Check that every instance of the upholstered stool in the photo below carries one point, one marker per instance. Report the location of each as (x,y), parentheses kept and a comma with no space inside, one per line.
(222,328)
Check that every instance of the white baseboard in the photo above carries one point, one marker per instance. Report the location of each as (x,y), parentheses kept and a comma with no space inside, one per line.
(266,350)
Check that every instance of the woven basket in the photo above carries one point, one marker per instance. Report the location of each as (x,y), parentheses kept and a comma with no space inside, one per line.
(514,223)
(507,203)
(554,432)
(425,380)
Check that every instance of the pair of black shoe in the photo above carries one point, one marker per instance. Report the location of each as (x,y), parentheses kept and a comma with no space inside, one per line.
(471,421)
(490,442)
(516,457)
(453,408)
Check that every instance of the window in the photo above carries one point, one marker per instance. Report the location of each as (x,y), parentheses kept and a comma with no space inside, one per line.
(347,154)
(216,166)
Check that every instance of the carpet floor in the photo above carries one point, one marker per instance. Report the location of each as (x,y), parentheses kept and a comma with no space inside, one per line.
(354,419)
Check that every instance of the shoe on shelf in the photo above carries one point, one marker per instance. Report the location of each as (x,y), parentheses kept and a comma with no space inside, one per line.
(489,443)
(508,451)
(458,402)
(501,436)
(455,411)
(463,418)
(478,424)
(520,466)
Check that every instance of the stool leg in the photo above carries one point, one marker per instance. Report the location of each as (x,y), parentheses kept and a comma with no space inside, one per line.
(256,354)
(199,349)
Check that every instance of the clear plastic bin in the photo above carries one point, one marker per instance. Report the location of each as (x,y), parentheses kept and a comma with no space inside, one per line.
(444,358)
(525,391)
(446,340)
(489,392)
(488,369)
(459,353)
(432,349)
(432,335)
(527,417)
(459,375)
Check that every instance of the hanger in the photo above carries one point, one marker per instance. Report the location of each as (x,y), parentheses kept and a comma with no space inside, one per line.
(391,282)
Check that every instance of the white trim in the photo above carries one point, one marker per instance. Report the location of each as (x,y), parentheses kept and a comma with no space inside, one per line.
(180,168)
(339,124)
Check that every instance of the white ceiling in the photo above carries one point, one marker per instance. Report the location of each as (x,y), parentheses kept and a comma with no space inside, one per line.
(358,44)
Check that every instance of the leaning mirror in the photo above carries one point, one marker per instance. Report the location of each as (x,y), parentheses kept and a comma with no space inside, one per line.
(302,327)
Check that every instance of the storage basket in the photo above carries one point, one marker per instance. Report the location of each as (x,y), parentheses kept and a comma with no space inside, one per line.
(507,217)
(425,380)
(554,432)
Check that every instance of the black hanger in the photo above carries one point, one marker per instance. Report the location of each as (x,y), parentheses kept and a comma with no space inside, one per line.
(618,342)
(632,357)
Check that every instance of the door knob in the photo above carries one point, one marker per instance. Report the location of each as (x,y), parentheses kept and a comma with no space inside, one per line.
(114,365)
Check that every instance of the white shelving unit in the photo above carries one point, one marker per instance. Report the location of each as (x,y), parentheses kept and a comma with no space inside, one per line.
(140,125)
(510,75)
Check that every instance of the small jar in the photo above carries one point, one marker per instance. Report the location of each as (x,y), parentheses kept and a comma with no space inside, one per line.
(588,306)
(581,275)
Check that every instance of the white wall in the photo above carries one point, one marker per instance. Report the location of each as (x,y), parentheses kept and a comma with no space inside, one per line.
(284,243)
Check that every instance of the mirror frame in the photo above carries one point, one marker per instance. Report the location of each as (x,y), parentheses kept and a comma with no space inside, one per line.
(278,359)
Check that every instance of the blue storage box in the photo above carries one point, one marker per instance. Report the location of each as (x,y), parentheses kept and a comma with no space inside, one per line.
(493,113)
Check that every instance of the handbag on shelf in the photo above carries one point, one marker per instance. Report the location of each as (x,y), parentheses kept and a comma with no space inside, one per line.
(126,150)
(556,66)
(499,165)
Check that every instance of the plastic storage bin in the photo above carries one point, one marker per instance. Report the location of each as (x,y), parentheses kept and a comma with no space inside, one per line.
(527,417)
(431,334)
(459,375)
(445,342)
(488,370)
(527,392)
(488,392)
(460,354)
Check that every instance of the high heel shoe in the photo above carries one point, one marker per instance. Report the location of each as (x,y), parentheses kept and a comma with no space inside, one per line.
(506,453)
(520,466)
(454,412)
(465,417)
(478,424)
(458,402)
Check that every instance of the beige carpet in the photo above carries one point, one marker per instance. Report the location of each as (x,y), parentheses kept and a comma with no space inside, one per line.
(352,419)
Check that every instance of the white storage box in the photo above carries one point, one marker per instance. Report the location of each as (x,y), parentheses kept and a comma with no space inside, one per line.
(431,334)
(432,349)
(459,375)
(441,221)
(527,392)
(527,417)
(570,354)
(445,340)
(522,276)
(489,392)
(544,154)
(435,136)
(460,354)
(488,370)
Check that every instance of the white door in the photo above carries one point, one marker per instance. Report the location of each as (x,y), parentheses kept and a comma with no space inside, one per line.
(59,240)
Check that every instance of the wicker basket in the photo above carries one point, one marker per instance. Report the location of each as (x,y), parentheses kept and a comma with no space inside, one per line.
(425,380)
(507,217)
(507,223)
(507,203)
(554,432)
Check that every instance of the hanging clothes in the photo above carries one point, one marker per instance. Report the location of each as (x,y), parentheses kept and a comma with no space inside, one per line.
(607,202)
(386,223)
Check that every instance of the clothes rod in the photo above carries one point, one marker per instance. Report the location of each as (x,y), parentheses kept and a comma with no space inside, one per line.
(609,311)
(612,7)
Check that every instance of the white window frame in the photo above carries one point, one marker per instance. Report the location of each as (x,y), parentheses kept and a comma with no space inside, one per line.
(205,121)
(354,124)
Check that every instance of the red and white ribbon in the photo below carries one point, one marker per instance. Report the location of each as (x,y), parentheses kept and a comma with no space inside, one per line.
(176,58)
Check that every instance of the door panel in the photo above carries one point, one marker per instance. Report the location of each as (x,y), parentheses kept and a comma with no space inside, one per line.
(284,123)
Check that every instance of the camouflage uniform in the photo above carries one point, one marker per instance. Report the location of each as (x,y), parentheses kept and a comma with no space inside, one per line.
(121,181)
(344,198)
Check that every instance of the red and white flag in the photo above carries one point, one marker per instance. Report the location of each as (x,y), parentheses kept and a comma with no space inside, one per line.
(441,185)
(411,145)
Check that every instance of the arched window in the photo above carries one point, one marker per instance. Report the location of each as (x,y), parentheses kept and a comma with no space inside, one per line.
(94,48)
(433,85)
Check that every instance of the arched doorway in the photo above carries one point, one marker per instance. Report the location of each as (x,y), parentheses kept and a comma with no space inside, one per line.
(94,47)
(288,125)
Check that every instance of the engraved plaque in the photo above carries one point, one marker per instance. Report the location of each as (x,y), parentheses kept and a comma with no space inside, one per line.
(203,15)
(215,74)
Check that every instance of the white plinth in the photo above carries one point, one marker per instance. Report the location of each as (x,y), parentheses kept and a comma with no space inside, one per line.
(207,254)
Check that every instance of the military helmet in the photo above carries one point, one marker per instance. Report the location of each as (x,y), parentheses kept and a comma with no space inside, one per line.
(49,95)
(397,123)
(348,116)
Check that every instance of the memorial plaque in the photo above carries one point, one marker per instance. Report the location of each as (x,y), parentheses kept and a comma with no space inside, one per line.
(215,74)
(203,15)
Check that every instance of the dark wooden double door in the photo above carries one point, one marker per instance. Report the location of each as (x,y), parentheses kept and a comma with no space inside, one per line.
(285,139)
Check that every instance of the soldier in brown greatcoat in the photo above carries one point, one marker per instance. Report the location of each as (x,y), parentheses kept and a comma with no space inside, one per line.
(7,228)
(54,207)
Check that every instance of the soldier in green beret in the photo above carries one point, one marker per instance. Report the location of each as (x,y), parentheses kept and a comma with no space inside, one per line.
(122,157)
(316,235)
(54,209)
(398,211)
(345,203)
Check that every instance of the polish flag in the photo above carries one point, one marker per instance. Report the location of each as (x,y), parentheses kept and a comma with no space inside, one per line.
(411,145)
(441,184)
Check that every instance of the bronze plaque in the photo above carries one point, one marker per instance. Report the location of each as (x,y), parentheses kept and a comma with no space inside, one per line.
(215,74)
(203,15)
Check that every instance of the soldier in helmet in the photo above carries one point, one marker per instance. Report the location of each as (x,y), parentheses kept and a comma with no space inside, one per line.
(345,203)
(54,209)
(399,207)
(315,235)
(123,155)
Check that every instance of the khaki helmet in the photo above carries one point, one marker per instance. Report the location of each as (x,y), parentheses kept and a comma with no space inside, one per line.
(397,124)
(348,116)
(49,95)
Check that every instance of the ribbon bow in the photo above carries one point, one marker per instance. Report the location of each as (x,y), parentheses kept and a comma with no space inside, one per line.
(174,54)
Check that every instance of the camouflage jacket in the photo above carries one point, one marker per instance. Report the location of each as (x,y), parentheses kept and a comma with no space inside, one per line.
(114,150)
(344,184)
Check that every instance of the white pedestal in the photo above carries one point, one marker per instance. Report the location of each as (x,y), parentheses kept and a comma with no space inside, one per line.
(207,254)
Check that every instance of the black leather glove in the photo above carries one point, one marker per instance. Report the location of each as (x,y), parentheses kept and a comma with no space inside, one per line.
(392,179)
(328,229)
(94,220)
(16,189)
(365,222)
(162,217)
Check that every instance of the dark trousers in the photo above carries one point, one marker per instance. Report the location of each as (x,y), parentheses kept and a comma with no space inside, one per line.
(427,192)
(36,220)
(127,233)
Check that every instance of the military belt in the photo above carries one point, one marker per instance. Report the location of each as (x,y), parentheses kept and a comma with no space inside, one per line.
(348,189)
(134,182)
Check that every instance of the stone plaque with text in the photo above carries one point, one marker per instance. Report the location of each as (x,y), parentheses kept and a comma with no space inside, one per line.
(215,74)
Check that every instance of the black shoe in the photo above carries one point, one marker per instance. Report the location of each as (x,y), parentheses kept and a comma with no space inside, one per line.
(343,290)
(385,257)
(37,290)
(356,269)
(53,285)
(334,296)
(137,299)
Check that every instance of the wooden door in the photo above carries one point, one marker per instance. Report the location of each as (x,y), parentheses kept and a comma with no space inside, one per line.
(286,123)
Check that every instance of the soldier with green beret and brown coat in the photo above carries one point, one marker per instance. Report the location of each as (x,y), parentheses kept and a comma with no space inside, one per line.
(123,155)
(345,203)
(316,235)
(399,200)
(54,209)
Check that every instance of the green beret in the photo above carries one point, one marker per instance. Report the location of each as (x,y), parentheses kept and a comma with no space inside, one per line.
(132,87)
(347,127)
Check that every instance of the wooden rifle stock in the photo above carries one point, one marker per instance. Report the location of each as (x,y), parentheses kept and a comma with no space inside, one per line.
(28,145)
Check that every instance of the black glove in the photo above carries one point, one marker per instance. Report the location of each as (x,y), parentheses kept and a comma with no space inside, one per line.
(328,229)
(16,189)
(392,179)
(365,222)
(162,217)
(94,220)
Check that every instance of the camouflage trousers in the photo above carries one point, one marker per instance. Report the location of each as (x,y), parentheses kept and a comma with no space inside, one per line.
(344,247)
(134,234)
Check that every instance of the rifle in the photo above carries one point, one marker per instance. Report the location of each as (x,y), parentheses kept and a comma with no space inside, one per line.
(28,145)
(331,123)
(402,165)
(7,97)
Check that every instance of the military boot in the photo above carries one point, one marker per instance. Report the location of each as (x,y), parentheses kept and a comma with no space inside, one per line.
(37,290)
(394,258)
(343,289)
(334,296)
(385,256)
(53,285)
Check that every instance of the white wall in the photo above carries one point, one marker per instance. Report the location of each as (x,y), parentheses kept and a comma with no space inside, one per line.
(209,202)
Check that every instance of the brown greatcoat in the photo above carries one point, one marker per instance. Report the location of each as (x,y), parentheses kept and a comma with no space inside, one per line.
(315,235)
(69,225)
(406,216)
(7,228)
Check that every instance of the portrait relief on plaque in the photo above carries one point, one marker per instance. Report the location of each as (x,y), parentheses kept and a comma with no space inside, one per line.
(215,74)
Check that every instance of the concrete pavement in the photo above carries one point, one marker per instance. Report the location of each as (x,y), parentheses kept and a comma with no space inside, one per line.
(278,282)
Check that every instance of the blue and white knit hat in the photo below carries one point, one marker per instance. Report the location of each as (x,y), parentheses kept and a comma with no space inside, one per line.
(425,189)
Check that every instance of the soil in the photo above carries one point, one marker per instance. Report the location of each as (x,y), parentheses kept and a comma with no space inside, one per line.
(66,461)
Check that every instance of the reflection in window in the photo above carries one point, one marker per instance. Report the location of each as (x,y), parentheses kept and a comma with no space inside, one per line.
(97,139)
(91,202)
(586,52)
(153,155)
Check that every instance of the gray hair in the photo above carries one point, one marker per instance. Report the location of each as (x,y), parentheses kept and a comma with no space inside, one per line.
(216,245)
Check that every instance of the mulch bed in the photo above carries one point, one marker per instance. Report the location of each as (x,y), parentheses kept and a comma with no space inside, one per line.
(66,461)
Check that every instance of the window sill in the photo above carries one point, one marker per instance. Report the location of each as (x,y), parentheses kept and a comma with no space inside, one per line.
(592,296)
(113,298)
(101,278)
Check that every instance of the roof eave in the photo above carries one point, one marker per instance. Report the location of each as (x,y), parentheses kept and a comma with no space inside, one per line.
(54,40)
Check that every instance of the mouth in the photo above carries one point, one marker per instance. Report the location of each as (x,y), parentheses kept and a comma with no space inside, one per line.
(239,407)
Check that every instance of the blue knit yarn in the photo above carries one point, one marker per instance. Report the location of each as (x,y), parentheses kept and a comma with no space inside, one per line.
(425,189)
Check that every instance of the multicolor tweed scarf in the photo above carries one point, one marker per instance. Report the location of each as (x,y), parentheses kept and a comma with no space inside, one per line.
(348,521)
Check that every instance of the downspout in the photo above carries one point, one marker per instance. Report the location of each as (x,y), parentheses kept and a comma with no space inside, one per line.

──────

Give again, word for word, the records from the line containing "Check that every instance of the blue knit" up to and including the last line of the records.

-- Solved exercise --
Check that every instance of the blue knit yarn in the photo above carries one point, one marker per instance. Report the location of each as (x,y), parentheses kept and a comma with no space inside, one per line.
(425,189)
Check that every instance of the multicolor tweed scarf in the photo above carries one point, one marker per instance. Report the location of each as (x,y), parentheses kept and a comma with no space inside, one per line.
(348,521)
Check that every instance of the downspout in the photo above carries one point, one marker per instance. Report the location of each as (x,y), parentheses kept and a comma with no space inside, one per line.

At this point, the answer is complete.